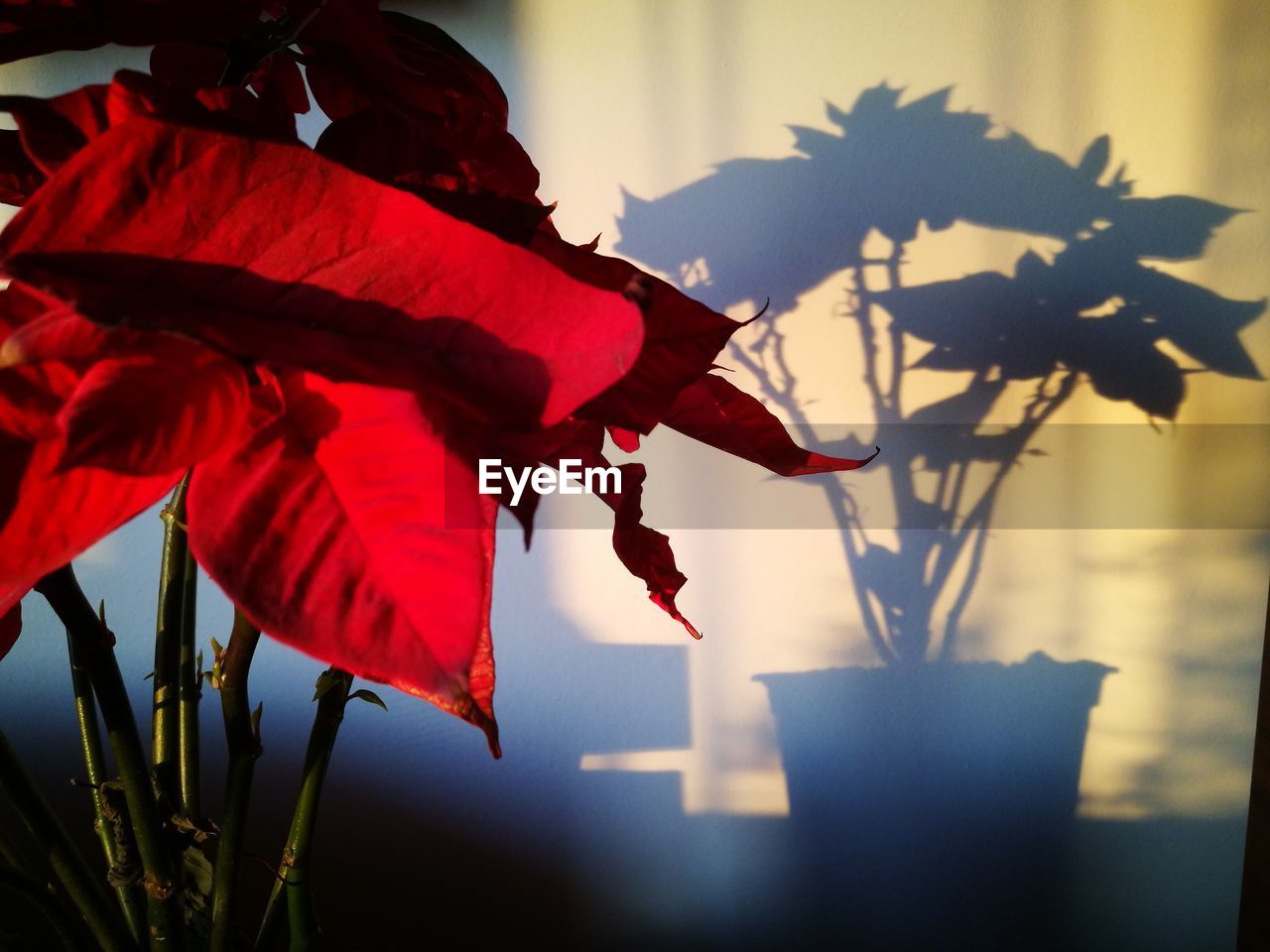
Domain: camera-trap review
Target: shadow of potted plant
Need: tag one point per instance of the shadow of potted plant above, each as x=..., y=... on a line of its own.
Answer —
x=952, y=783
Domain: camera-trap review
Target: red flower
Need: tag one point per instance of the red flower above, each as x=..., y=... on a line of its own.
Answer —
x=329, y=344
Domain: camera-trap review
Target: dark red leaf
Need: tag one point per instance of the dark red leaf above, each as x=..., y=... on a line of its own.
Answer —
x=645, y=552
x=54, y=130
x=50, y=515
x=19, y=178
x=276, y=254
x=681, y=339
x=716, y=413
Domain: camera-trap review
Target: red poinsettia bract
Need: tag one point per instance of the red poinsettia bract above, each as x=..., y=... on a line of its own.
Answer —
x=329, y=336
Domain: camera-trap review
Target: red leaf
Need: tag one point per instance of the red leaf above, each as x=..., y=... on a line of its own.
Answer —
x=347, y=530
x=50, y=516
x=54, y=130
x=30, y=395
x=626, y=440
x=272, y=253
x=681, y=336
x=10, y=616
x=154, y=412
x=645, y=552
x=19, y=178
x=717, y=414
x=36, y=27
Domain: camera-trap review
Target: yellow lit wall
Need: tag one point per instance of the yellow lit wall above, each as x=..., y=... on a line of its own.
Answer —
x=648, y=95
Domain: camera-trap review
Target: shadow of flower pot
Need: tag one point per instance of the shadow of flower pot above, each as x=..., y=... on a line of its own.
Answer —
x=935, y=801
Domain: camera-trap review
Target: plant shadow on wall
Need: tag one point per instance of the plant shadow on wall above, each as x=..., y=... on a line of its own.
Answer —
x=942, y=801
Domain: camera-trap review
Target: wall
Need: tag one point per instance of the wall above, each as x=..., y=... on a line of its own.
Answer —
x=644, y=789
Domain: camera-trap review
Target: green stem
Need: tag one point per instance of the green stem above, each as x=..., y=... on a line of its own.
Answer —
x=244, y=749
x=94, y=765
x=294, y=889
x=64, y=594
x=190, y=692
x=172, y=589
x=70, y=867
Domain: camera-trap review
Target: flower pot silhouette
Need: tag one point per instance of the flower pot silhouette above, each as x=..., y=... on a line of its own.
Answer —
x=935, y=800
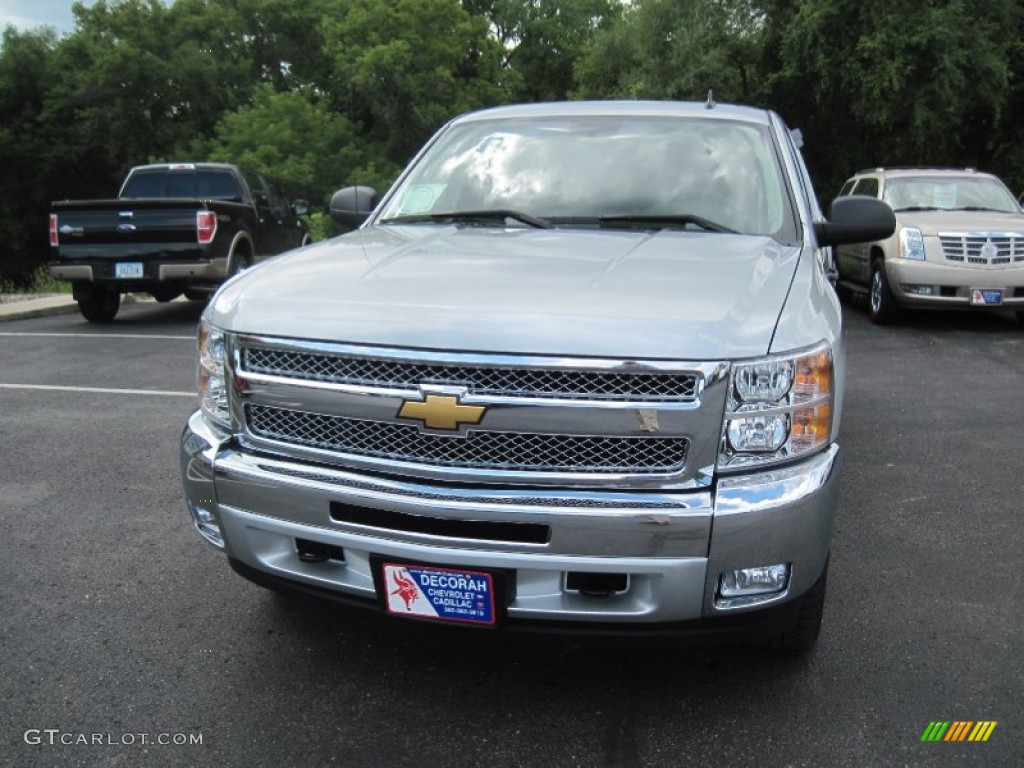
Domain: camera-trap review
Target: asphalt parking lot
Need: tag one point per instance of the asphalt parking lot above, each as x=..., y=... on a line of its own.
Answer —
x=118, y=623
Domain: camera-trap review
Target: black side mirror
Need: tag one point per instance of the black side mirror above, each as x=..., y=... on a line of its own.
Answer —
x=855, y=218
x=349, y=207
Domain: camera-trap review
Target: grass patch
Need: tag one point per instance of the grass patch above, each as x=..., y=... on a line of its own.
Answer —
x=41, y=283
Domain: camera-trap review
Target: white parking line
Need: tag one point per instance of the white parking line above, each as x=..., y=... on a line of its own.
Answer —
x=98, y=390
x=103, y=336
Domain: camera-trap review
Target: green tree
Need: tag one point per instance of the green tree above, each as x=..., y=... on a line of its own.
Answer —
x=678, y=49
x=402, y=68
x=291, y=137
x=542, y=40
x=25, y=156
x=895, y=82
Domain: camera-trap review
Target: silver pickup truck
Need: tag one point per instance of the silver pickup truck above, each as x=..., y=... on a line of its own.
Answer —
x=580, y=370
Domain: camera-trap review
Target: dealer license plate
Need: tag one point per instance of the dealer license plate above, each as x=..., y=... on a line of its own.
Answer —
x=986, y=296
x=438, y=593
x=128, y=269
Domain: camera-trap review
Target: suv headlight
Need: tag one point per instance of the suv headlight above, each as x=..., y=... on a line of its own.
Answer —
x=778, y=408
x=212, y=382
x=911, y=244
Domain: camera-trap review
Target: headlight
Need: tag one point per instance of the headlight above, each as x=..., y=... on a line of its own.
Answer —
x=911, y=244
x=778, y=408
x=212, y=384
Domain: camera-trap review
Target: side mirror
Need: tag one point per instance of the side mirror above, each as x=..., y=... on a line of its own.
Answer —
x=351, y=206
x=855, y=218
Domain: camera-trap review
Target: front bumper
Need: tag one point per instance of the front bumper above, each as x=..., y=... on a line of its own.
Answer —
x=952, y=286
x=672, y=547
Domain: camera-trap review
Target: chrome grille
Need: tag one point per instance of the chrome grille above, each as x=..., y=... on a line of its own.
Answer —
x=477, y=450
x=487, y=380
x=983, y=249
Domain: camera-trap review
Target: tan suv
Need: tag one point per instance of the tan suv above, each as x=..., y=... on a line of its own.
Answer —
x=958, y=244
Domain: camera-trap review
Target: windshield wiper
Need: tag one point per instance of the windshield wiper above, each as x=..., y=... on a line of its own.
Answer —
x=470, y=216
x=663, y=220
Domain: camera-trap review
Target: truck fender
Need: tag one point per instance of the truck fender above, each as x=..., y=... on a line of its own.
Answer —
x=240, y=255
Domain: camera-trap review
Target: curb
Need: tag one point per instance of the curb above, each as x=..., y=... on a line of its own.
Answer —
x=36, y=308
x=46, y=306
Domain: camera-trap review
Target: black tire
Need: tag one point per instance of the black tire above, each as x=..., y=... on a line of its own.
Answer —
x=804, y=634
x=101, y=306
x=164, y=295
x=882, y=307
x=844, y=293
x=239, y=262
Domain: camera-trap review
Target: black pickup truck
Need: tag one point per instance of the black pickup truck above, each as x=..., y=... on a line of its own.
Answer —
x=174, y=228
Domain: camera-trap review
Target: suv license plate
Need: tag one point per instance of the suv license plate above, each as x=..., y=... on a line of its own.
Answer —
x=438, y=593
x=986, y=296
x=128, y=269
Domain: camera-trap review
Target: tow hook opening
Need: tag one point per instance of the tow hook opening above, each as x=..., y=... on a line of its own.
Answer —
x=317, y=551
x=596, y=585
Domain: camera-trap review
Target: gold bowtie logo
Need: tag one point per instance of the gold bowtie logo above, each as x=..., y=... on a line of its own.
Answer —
x=441, y=412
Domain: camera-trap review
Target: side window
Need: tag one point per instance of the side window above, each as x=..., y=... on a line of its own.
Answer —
x=255, y=182
x=279, y=205
x=867, y=185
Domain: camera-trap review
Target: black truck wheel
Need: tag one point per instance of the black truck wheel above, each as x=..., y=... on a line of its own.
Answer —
x=100, y=306
x=804, y=634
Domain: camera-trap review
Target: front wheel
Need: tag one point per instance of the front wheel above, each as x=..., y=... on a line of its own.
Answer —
x=804, y=634
x=882, y=307
x=101, y=306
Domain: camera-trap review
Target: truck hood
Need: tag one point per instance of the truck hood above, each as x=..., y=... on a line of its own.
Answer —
x=933, y=222
x=668, y=294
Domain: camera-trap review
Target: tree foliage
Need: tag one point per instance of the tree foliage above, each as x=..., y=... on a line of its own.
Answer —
x=322, y=93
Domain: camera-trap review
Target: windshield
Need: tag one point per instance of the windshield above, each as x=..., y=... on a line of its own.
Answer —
x=617, y=171
x=949, y=194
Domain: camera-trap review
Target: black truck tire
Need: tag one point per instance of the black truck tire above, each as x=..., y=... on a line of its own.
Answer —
x=100, y=306
x=804, y=634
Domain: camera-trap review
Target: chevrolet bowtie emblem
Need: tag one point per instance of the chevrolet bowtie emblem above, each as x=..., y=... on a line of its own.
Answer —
x=441, y=412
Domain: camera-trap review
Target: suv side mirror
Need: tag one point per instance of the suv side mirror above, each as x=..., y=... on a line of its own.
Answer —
x=351, y=206
x=855, y=218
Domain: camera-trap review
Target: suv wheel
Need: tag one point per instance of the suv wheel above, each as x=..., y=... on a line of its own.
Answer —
x=101, y=306
x=882, y=306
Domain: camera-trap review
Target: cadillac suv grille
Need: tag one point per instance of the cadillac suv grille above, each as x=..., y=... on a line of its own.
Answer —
x=493, y=380
x=477, y=450
x=982, y=249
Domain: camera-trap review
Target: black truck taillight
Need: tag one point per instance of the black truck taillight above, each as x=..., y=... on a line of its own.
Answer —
x=206, y=226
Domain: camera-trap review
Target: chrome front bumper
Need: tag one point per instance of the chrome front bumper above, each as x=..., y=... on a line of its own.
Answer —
x=672, y=546
x=903, y=273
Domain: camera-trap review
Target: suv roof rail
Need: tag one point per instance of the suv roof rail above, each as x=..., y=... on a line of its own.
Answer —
x=883, y=169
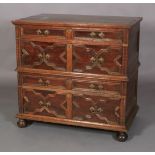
※ ※ ※
§ **Description of the task**: Above are the entries. Quote exactly the lines from the one bearing "Need: tag one point per instance of the truck fender" through the one bearing "Target: black tire".

§ **Answer box**:
Need: tag one point per instance of the truck fender above, each as x=..., y=... on a line of its own.
Answer —
x=240, y=255
Domain: camera-trap review
Target: curb
Need: tag one point per instance of the curb above, each as x=..., y=... on a line of its own.
Answer —
x=36, y=308
x=46, y=306
Domain: camera-trap review
Target: black tire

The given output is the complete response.